Which lines run from the one containing "Exercise. Point to the white trousers" to the end of the material below? Retype exactly those, both ends included, and nothing else.

Segment Start: Provided information

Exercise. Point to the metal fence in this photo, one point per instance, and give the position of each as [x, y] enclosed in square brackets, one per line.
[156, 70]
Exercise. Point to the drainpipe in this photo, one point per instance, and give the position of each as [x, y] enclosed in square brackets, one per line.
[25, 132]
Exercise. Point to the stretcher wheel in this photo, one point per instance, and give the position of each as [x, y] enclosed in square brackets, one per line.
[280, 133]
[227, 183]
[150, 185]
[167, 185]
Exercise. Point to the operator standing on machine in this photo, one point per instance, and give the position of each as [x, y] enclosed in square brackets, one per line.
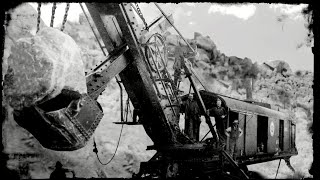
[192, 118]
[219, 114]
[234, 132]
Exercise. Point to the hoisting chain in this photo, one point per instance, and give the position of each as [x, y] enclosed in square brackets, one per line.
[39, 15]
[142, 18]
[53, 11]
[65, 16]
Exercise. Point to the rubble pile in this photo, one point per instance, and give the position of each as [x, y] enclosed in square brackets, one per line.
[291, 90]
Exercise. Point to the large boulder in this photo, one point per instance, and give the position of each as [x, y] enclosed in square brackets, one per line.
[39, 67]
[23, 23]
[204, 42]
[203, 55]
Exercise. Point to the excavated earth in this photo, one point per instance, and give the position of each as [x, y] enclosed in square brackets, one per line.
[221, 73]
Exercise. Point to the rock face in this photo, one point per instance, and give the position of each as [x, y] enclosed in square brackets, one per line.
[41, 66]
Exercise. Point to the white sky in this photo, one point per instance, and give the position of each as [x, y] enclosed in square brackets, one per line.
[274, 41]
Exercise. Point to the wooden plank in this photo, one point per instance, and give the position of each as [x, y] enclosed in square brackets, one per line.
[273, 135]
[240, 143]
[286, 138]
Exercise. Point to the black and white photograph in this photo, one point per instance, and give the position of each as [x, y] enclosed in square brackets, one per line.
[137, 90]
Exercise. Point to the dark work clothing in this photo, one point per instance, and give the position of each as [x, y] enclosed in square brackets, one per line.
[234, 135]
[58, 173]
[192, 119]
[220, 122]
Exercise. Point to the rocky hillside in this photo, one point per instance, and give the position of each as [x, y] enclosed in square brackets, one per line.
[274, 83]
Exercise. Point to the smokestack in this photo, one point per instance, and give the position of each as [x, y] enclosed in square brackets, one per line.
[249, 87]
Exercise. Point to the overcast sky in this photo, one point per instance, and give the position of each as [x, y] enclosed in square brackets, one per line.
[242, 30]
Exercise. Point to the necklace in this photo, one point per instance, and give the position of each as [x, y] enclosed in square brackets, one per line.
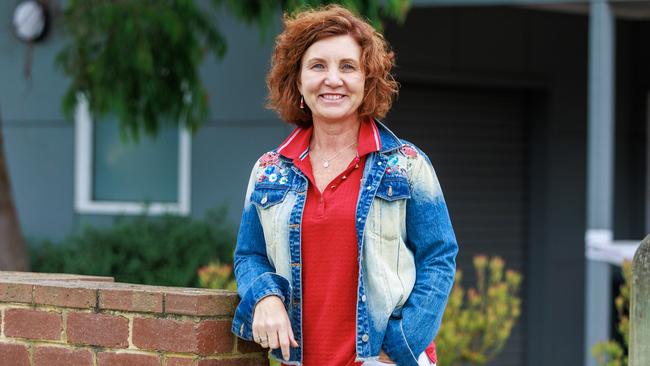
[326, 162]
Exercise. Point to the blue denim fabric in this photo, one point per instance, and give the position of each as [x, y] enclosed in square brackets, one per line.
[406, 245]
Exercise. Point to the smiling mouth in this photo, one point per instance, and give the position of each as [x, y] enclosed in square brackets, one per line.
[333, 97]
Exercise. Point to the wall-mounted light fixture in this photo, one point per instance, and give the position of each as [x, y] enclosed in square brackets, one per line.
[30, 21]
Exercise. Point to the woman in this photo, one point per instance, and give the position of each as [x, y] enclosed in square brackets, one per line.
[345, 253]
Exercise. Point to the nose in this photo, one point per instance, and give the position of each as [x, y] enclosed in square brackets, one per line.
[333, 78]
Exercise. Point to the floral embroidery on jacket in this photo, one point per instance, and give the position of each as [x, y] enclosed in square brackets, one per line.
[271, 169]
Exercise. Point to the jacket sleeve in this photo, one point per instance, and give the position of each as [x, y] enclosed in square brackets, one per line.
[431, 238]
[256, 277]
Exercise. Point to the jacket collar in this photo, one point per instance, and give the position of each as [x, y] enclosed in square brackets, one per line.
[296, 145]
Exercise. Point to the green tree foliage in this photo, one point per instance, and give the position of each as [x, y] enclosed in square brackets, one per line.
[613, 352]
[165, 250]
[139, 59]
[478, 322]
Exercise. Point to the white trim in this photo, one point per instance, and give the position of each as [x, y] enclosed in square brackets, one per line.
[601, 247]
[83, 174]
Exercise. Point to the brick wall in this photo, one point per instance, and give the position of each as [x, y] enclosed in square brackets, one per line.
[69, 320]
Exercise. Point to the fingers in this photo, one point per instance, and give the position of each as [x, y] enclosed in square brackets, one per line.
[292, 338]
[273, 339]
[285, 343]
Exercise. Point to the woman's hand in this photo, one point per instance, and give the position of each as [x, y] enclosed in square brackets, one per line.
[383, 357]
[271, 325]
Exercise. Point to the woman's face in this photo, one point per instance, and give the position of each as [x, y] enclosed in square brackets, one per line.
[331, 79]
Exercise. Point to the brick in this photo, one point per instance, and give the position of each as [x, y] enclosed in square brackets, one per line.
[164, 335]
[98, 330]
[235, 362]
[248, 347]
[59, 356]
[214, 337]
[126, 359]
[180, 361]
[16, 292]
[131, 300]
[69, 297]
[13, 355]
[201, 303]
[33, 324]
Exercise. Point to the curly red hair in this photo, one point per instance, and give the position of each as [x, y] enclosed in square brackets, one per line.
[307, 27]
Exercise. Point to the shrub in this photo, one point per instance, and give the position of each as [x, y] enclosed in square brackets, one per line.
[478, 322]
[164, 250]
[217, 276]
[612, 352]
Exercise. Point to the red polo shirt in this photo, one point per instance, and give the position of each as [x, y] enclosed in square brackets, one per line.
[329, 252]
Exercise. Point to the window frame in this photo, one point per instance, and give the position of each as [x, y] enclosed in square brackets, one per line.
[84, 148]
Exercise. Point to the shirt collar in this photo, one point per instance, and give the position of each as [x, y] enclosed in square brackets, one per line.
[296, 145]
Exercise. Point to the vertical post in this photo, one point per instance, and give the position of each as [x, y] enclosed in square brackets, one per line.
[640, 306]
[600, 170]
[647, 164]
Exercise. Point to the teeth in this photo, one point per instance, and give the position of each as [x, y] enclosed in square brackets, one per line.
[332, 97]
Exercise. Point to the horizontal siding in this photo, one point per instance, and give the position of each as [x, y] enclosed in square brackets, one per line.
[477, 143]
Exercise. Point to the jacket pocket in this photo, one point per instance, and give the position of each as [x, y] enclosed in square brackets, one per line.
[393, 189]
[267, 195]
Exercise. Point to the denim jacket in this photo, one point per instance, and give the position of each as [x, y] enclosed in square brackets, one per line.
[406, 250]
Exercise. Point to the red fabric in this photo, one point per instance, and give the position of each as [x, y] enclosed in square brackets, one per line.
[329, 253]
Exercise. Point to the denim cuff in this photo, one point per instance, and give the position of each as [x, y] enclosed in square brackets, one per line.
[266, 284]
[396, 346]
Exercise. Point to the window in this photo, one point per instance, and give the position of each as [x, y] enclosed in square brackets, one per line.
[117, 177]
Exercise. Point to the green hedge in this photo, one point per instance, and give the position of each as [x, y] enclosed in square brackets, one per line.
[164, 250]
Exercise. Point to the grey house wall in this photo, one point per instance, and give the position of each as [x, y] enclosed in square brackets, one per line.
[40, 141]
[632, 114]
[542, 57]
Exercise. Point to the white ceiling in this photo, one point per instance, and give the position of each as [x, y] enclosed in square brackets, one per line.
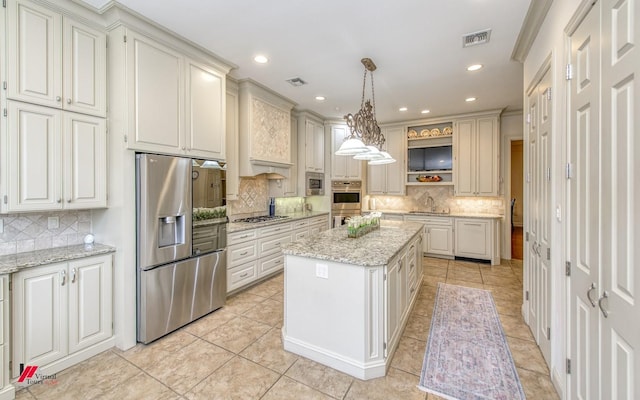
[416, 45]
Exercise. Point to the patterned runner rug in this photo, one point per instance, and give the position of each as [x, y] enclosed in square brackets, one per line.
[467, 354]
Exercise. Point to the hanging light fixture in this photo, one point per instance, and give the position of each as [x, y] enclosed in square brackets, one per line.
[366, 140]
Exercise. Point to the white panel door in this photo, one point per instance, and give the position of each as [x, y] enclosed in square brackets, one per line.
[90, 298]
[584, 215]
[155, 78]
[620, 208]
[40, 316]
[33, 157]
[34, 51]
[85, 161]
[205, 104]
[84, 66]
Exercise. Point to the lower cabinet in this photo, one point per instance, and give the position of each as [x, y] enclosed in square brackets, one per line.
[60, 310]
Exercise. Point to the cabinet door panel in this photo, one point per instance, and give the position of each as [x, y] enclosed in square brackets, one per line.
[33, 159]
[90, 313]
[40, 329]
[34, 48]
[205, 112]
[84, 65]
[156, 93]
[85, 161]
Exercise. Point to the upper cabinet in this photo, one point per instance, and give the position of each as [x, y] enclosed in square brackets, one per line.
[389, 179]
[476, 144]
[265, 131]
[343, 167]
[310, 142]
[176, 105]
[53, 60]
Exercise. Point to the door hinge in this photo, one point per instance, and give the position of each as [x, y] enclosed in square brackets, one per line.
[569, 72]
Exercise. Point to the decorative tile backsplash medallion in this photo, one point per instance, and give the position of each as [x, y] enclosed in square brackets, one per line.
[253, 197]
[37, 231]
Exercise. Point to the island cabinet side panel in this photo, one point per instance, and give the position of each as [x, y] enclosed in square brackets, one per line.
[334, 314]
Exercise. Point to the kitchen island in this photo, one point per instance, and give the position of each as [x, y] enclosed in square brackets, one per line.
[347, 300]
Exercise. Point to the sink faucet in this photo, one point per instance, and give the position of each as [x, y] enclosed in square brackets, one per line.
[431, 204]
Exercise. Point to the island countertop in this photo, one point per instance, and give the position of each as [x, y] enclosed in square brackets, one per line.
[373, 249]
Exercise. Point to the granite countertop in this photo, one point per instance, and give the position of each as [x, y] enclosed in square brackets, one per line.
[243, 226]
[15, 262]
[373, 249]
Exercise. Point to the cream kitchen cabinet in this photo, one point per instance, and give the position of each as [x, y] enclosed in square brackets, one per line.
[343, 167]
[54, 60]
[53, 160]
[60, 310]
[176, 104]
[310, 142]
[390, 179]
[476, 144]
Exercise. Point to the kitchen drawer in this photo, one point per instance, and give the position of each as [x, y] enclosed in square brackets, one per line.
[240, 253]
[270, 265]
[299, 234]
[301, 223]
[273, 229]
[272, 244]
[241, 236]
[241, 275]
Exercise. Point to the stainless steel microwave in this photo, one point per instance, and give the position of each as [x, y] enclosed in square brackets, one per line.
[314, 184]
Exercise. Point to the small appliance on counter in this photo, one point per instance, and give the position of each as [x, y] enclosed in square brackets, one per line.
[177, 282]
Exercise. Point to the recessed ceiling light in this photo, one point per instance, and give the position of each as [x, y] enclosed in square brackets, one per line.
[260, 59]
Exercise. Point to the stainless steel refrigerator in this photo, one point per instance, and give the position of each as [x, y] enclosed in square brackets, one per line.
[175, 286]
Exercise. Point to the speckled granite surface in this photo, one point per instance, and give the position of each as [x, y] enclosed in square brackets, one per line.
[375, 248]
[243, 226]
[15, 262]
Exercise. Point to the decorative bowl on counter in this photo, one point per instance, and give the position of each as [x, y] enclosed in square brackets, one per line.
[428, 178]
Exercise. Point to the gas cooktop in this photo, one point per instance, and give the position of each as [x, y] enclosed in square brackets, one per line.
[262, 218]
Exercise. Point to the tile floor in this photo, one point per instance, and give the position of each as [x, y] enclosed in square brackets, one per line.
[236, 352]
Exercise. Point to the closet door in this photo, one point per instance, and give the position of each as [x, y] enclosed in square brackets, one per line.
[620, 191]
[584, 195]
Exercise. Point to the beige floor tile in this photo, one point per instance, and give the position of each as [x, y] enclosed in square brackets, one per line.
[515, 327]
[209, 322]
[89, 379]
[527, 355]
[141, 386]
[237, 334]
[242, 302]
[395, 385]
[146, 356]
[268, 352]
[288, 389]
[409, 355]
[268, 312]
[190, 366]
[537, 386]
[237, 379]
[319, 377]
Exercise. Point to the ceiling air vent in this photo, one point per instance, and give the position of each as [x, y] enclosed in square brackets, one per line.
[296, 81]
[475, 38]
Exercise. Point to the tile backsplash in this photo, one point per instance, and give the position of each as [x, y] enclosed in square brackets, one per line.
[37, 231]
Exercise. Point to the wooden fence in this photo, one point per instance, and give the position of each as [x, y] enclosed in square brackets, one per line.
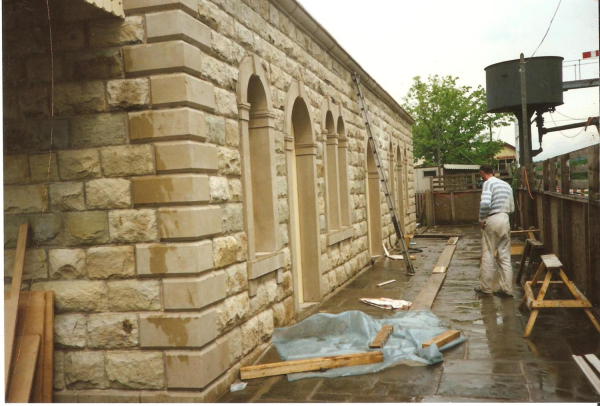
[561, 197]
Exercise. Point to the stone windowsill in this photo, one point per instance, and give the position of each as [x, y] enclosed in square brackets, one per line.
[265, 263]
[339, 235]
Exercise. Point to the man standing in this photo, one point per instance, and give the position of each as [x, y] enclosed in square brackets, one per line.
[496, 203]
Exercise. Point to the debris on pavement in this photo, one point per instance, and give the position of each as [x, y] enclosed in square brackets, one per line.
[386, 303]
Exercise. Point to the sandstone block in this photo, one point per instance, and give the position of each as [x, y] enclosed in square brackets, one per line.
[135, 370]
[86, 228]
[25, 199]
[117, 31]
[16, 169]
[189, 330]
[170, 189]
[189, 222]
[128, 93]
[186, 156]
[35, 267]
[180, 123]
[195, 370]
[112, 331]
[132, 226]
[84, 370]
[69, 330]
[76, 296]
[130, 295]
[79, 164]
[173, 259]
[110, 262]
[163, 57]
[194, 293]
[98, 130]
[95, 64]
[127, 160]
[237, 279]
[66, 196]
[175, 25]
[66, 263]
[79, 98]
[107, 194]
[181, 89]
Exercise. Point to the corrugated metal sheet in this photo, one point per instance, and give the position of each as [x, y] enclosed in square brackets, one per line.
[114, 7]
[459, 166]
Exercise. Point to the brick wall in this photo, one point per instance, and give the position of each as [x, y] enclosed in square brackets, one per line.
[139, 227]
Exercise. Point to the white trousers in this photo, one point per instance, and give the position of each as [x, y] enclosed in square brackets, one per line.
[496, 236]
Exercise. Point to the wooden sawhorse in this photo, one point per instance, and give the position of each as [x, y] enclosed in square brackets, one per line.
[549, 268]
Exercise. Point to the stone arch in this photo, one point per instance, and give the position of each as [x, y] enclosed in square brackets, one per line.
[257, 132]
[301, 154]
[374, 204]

Segment End: Provided information

**Written solution**
Exercise. Point to the white trousers in this photo, one point per instance, and give the position of each as [x, y] enclosed in square brackets, one per line.
[496, 236]
Exercise. Point to the wooden sawhorse in this photo, one point per instance, and give the position of each as [x, y] enclosed in square brackets, one per line.
[549, 268]
Exercise. Point to the stone arch in this photo, one point per instance, and give the position of each as [x, y] enclosed in square brackets, one per line.
[257, 132]
[301, 154]
[374, 204]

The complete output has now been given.